## EXERCISE TASK
Pull out every line of the rows below that contains the string "ginger". Case counts.

>>>>>

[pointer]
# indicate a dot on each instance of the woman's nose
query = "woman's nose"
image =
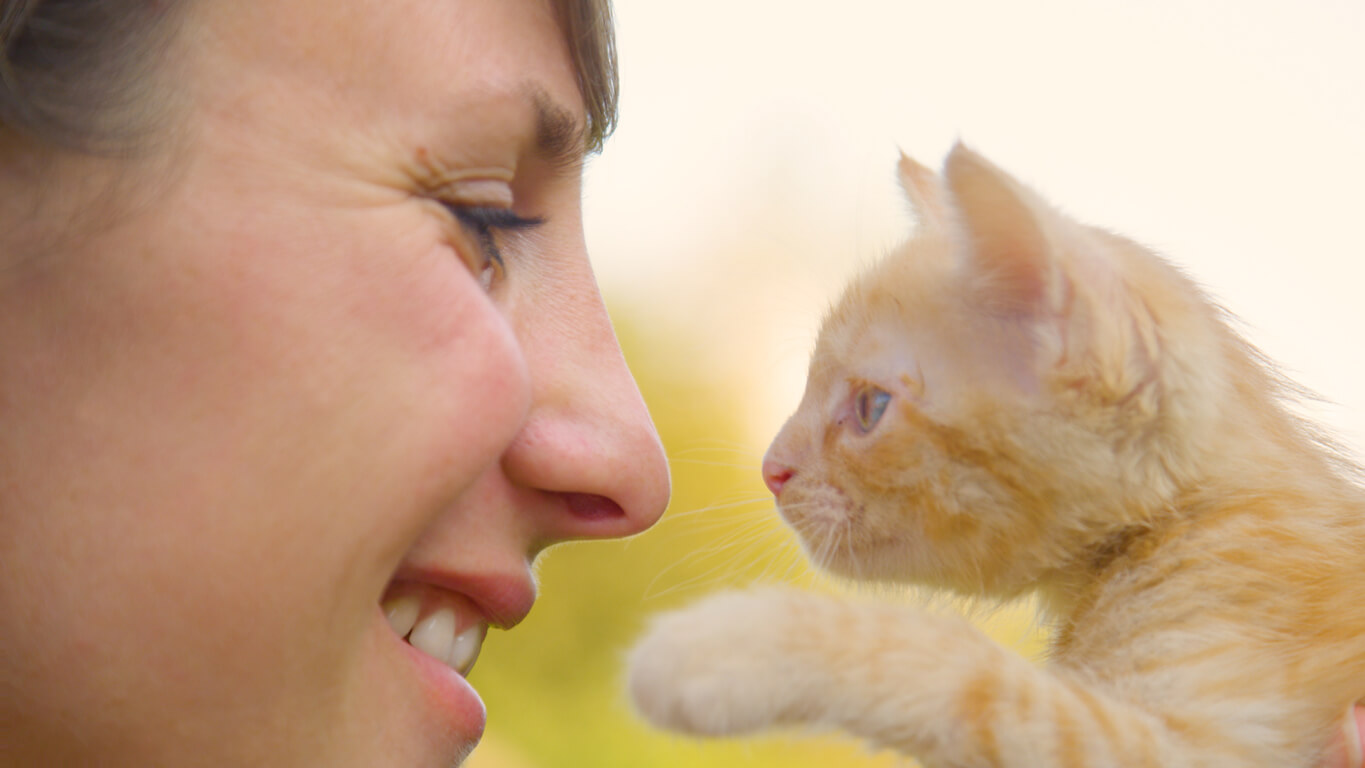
(588, 438)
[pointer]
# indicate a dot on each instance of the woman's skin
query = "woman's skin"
(284, 385)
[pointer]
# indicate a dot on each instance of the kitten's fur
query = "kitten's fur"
(1068, 416)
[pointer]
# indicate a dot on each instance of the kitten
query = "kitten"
(1014, 403)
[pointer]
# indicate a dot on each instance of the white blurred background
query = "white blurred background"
(752, 169)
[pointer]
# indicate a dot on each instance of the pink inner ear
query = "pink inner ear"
(1009, 251)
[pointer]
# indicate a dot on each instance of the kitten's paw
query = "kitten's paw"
(722, 666)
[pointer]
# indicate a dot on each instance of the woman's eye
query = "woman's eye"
(485, 223)
(868, 405)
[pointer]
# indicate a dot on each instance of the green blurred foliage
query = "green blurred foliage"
(554, 685)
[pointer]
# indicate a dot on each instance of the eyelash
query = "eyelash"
(483, 221)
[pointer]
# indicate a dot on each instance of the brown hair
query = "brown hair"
(78, 72)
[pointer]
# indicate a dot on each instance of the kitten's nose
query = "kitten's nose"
(776, 475)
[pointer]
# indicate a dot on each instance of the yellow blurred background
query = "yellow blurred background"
(752, 173)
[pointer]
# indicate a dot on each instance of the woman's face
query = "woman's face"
(294, 389)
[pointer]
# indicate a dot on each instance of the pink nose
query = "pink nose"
(776, 475)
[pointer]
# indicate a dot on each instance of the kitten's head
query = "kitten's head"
(995, 396)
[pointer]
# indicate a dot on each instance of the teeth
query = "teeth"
(434, 634)
(466, 650)
(403, 614)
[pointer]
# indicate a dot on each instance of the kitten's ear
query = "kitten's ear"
(1006, 231)
(924, 191)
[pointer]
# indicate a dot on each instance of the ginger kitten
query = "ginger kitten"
(1017, 403)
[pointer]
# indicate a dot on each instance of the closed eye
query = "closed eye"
(485, 221)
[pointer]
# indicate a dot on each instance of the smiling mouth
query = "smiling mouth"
(437, 625)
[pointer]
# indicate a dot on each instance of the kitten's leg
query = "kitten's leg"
(920, 684)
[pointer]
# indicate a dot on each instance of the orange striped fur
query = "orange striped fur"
(1070, 418)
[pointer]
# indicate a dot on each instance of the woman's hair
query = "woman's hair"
(79, 74)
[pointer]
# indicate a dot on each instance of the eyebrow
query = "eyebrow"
(558, 138)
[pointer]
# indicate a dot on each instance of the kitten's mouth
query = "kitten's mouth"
(440, 624)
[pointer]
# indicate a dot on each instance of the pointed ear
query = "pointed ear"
(1006, 232)
(924, 191)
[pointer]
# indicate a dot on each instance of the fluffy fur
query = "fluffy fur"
(1066, 415)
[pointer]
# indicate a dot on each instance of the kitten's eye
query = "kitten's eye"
(868, 405)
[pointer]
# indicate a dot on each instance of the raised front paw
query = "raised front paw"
(726, 665)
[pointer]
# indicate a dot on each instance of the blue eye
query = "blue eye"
(483, 221)
(868, 405)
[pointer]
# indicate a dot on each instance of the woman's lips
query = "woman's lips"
(440, 636)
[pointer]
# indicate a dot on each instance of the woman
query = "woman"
(300, 364)
(300, 353)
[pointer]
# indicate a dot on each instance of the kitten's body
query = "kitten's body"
(1065, 415)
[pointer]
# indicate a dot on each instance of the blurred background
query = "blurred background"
(752, 175)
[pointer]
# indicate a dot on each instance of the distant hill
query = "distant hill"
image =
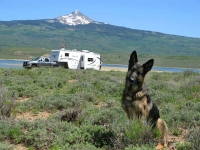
(92, 35)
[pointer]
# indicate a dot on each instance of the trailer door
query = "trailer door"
(82, 61)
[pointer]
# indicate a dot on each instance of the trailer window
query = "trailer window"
(46, 60)
(90, 59)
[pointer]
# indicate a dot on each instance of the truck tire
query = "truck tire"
(33, 66)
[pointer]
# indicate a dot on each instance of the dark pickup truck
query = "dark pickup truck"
(39, 62)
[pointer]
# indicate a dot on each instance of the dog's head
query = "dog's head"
(136, 73)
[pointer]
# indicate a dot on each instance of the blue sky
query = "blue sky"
(177, 17)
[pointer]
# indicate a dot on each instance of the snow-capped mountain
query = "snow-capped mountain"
(75, 18)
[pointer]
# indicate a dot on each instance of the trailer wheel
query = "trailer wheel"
(33, 66)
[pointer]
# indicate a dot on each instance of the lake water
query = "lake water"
(19, 63)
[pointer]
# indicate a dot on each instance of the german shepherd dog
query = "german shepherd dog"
(136, 100)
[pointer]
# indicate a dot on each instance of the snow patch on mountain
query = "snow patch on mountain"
(73, 19)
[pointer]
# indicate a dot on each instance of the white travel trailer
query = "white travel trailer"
(74, 59)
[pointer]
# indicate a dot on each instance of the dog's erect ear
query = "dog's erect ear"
(148, 65)
(133, 59)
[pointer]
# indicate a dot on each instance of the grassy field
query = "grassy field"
(55, 108)
(108, 58)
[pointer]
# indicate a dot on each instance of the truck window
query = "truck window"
(46, 60)
(90, 59)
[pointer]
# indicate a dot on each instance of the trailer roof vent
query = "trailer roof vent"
(86, 51)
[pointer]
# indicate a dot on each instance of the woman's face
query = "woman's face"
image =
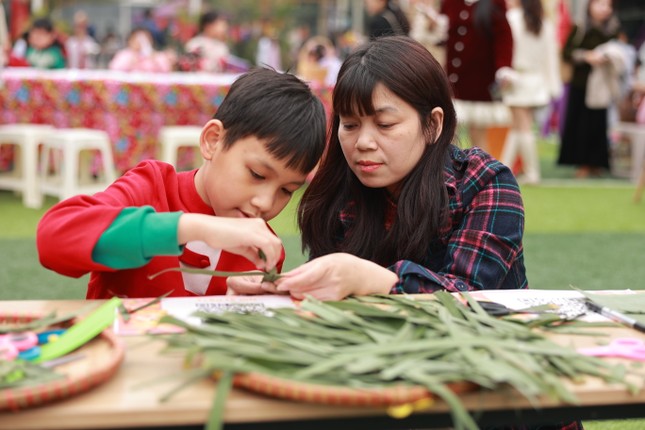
(600, 10)
(383, 148)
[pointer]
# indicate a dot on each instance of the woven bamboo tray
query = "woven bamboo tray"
(336, 395)
(102, 357)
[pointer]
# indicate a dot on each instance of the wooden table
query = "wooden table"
(131, 398)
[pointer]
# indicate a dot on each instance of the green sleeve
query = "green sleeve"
(135, 236)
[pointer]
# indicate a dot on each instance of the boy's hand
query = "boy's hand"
(336, 276)
(242, 236)
(249, 285)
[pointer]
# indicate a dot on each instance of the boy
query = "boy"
(264, 139)
(44, 51)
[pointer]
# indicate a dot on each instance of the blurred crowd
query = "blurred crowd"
(521, 64)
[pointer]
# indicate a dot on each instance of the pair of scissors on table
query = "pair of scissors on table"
(25, 345)
(624, 347)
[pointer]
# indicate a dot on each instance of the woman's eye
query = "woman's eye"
(256, 175)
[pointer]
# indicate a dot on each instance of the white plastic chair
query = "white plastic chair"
(71, 174)
(173, 137)
(25, 139)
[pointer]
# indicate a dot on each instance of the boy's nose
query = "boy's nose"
(263, 201)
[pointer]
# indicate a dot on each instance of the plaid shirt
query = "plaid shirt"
(481, 248)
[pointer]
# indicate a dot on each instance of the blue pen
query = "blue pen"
(615, 316)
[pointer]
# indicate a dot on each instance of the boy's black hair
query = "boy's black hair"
(280, 109)
(43, 24)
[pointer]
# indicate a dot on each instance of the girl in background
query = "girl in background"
(584, 141)
(479, 50)
(533, 82)
(140, 56)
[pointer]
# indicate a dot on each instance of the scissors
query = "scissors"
(624, 347)
(13, 344)
(25, 345)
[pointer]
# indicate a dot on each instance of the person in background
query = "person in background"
(584, 140)
(268, 52)
(110, 45)
(318, 61)
(210, 42)
(149, 22)
(82, 50)
(386, 19)
(422, 14)
(533, 83)
(266, 136)
(140, 56)
(43, 50)
(479, 51)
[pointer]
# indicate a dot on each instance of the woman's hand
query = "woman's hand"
(249, 286)
(336, 276)
(241, 236)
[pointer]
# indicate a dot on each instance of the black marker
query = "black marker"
(615, 316)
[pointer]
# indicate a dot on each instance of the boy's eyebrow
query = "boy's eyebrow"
(384, 109)
(274, 171)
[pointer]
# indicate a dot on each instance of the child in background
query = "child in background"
(44, 51)
(210, 43)
(140, 56)
(395, 207)
(264, 139)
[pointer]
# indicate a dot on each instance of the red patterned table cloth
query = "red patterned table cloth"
(130, 107)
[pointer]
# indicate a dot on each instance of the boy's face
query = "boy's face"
(245, 180)
(40, 38)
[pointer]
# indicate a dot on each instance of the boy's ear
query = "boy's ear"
(436, 122)
(211, 137)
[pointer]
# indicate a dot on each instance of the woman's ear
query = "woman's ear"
(436, 122)
(211, 138)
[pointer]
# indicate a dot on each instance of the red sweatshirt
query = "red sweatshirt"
(150, 199)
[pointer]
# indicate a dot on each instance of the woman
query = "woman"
(395, 207)
(533, 83)
(584, 140)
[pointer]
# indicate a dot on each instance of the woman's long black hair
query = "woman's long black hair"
(408, 70)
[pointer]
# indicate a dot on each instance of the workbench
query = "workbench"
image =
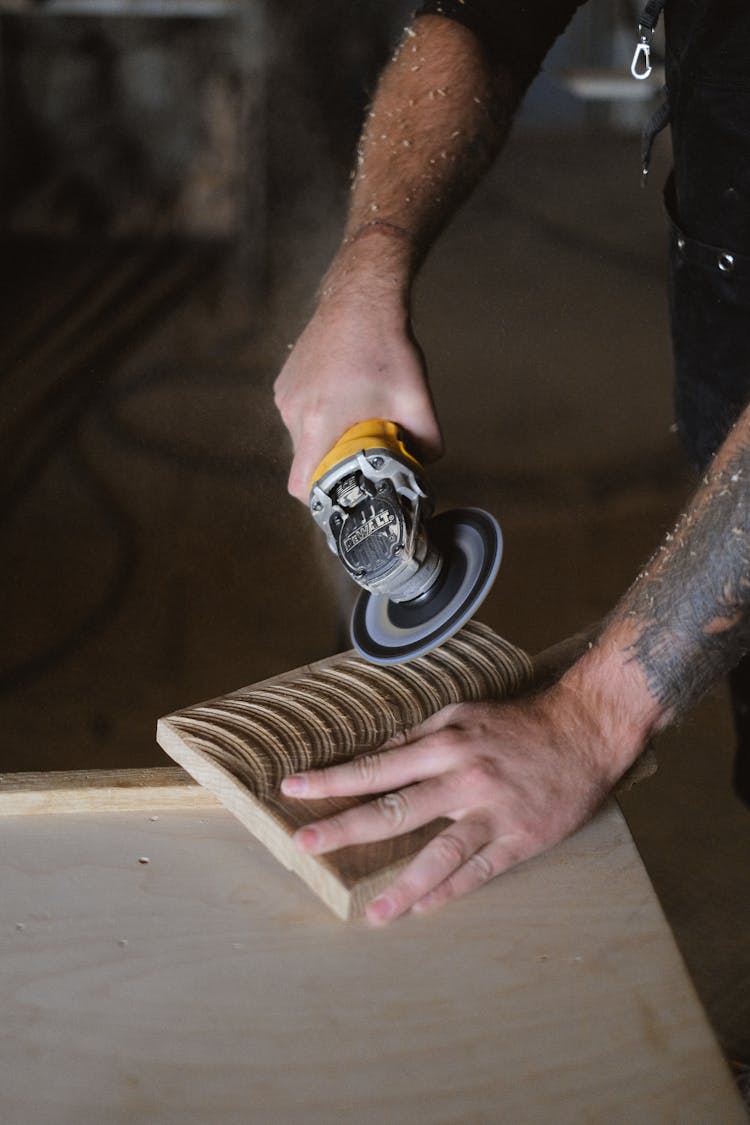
(156, 964)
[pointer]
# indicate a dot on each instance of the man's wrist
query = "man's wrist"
(371, 268)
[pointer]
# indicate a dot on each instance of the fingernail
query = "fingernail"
(307, 838)
(380, 909)
(292, 785)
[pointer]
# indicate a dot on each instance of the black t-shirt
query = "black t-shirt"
(516, 34)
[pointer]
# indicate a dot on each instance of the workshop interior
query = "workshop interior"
(174, 177)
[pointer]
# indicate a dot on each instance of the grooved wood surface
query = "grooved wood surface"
(241, 746)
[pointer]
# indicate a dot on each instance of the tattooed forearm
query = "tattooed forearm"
(690, 605)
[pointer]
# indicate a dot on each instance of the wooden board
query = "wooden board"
(241, 746)
(106, 790)
(204, 987)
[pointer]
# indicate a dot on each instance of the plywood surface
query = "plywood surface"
(199, 987)
(242, 745)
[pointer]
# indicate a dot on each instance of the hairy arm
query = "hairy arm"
(514, 779)
(437, 118)
(690, 606)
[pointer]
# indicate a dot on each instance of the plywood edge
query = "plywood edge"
(101, 791)
(256, 818)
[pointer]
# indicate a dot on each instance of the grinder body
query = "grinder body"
(421, 577)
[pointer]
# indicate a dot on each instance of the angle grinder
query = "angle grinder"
(422, 576)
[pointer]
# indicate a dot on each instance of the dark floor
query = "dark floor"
(152, 558)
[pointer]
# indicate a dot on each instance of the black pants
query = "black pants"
(708, 201)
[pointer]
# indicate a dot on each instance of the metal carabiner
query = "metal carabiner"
(642, 55)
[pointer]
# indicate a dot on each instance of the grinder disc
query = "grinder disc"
(470, 543)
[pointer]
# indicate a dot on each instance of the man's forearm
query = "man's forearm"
(437, 119)
(686, 619)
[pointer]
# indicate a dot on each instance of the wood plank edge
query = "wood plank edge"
(253, 815)
(101, 791)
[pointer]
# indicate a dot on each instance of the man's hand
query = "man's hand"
(514, 779)
(357, 359)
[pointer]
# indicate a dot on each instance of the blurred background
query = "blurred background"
(174, 176)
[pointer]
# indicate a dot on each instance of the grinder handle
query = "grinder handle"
(362, 438)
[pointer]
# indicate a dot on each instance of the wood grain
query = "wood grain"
(241, 746)
(204, 988)
(100, 791)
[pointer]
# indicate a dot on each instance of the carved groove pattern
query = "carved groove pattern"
(350, 707)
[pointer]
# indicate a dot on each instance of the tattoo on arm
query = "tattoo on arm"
(692, 603)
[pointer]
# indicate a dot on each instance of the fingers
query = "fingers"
(454, 849)
(448, 717)
(425, 885)
(382, 818)
(372, 773)
(485, 864)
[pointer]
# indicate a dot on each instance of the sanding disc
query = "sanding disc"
(470, 543)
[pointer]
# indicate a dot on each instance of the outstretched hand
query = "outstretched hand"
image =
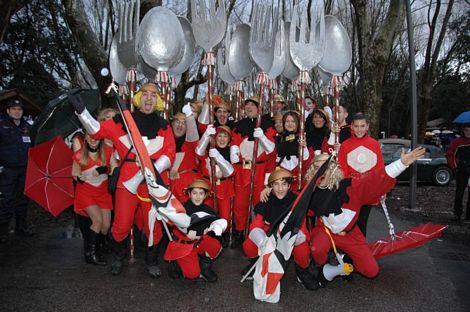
(409, 158)
(77, 103)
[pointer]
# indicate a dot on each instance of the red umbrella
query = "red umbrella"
(49, 175)
(404, 240)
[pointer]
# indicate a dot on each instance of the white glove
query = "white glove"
(257, 236)
(214, 153)
(258, 133)
(225, 167)
(187, 110)
(210, 130)
(162, 163)
(234, 154)
(267, 145)
(218, 226)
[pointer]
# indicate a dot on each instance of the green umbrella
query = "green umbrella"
(58, 117)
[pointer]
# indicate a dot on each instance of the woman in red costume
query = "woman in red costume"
(91, 164)
(224, 170)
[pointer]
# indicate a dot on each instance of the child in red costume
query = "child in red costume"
(191, 250)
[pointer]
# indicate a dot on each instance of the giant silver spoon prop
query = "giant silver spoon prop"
(160, 43)
(306, 49)
(209, 30)
(337, 58)
(239, 61)
(279, 62)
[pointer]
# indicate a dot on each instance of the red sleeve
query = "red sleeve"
(169, 146)
(342, 158)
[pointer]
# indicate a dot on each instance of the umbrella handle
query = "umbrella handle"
(387, 216)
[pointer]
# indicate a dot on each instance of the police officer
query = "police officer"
(15, 141)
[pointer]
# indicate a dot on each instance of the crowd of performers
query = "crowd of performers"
(183, 151)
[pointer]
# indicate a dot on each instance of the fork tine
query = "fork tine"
(303, 28)
(131, 19)
(211, 10)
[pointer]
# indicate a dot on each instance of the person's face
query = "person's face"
(360, 127)
(290, 124)
(179, 127)
(309, 105)
(466, 132)
(280, 188)
(342, 114)
(278, 126)
(277, 107)
(15, 112)
(318, 121)
(222, 139)
(93, 143)
(251, 110)
(222, 115)
(197, 196)
(148, 102)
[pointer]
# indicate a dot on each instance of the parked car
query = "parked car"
(432, 167)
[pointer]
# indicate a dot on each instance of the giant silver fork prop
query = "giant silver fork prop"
(209, 30)
(307, 45)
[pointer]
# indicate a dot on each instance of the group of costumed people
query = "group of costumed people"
(185, 150)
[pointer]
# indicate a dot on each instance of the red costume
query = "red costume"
(265, 214)
(242, 145)
(160, 146)
(359, 155)
(191, 243)
(340, 216)
(94, 190)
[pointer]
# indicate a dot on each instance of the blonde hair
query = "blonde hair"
(85, 153)
(104, 112)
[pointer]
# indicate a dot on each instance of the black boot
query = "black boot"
(4, 237)
(306, 278)
(248, 267)
(174, 270)
(118, 255)
(151, 262)
(22, 228)
(92, 256)
(205, 264)
(237, 239)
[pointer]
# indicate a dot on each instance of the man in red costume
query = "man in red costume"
(458, 158)
(336, 203)
(241, 154)
(358, 155)
(184, 169)
(132, 195)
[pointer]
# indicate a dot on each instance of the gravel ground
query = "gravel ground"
(433, 204)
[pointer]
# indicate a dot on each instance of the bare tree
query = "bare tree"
(375, 35)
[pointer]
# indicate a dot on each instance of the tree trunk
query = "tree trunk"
(93, 53)
(374, 53)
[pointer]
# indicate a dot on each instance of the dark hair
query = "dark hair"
(359, 116)
(294, 115)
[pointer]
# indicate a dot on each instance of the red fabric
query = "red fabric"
(189, 263)
(353, 243)
(111, 130)
(452, 149)
(87, 195)
(127, 205)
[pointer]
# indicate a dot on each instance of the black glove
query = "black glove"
(102, 169)
(77, 103)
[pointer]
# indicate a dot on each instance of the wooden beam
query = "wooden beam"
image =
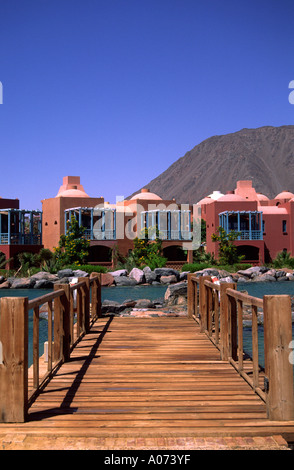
(14, 361)
(279, 370)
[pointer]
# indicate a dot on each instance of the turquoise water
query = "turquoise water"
(121, 293)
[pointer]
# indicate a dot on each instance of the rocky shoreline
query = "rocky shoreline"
(175, 298)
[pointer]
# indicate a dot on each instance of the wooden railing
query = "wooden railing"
(67, 302)
(219, 309)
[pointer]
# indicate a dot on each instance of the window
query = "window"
(284, 226)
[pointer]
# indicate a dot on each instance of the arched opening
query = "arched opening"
(250, 252)
(174, 253)
(100, 254)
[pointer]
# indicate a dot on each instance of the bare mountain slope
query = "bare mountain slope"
(264, 155)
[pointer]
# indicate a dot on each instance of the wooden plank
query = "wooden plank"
(124, 378)
(14, 361)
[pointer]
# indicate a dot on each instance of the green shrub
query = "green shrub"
(196, 267)
(283, 259)
(88, 268)
(232, 268)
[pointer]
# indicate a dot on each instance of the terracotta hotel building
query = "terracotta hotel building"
(266, 226)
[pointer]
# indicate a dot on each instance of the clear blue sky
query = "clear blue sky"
(115, 91)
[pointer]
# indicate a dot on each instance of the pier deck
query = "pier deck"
(146, 378)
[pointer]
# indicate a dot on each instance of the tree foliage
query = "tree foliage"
(73, 247)
(228, 253)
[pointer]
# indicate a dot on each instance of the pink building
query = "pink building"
(266, 226)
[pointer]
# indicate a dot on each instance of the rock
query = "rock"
(176, 292)
(23, 283)
(63, 280)
(138, 275)
(211, 272)
(110, 306)
(226, 279)
(166, 272)
(150, 276)
(44, 284)
(147, 269)
(282, 278)
(224, 273)
(248, 272)
(243, 279)
(5, 285)
(119, 272)
(65, 273)
(144, 303)
(80, 273)
(129, 303)
(280, 274)
(168, 279)
(184, 276)
(124, 281)
(264, 278)
(107, 279)
(43, 275)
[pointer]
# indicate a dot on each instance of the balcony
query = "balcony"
(99, 224)
(247, 223)
(170, 224)
(20, 227)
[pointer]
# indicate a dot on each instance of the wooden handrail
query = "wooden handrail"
(219, 310)
(14, 379)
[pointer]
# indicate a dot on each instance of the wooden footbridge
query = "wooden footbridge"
(156, 376)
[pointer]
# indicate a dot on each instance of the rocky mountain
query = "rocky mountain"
(264, 155)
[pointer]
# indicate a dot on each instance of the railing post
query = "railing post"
(96, 295)
(58, 325)
(225, 333)
(63, 303)
(13, 359)
(191, 296)
(86, 305)
(277, 350)
(203, 303)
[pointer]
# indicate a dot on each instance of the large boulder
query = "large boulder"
(144, 303)
(138, 275)
(5, 285)
(23, 283)
(168, 279)
(44, 284)
(264, 278)
(150, 276)
(107, 279)
(119, 272)
(110, 306)
(124, 281)
(44, 276)
(65, 273)
(80, 273)
(176, 293)
(166, 272)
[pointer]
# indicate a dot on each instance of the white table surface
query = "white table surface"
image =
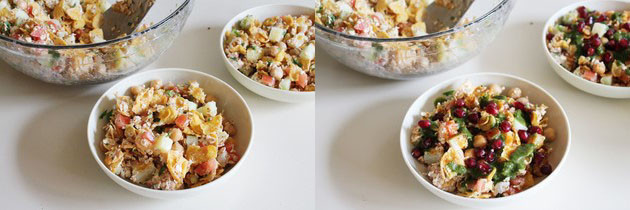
(45, 162)
(359, 165)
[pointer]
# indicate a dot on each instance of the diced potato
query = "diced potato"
(253, 54)
(276, 34)
(285, 84)
(308, 52)
(537, 140)
(600, 29)
(208, 110)
(163, 144)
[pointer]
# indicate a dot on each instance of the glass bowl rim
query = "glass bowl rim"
(100, 44)
(415, 38)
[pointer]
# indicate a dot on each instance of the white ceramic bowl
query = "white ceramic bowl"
(229, 102)
(557, 120)
(261, 13)
(578, 82)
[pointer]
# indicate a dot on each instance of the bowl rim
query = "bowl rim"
(225, 59)
(175, 13)
(493, 11)
(552, 20)
(404, 139)
(137, 188)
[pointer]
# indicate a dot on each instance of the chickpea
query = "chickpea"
(135, 90)
(479, 141)
(210, 98)
(176, 134)
(514, 93)
(469, 153)
(495, 89)
(550, 134)
(156, 83)
(229, 128)
(523, 100)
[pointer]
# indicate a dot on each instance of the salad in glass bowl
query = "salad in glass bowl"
(389, 39)
(481, 143)
(593, 45)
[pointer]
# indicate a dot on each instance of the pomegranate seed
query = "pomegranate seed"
(490, 157)
(470, 162)
(483, 166)
(601, 18)
(595, 41)
(535, 129)
(607, 57)
(459, 112)
(427, 143)
(460, 102)
(611, 45)
(610, 32)
(590, 51)
(523, 135)
(424, 123)
(590, 20)
(519, 105)
(438, 116)
(582, 12)
(497, 144)
(480, 153)
(546, 169)
(492, 104)
(549, 36)
(474, 117)
(580, 26)
(492, 108)
(539, 157)
(623, 44)
(416, 153)
(505, 126)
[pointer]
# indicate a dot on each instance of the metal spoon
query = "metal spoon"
(117, 22)
(439, 17)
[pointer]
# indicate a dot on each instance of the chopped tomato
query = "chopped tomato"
(57, 69)
(361, 26)
(148, 136)
(302, 80)
(268, 80)
(121, 121)
(589, 75)
(182, 121)
(38, 33)
(206, 167)
(229, 146)
(234, 157)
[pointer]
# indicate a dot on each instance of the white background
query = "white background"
(359, 165)
(45, 162)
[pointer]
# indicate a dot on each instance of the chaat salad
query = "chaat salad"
(168, 137)
(480, 143)
(277, 52)
(66, 23)
(593, 45)
(390, 19)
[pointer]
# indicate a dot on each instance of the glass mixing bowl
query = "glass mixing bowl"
(413, 57)
(104, 61)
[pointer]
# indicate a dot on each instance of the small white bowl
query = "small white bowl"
(229, 102)
(261, 13)
(578, 82)
(557, 120)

<<<<<

## TASK RESULT
# indicate a dot on each instance of the ginger kitten
query = "ginger kitten"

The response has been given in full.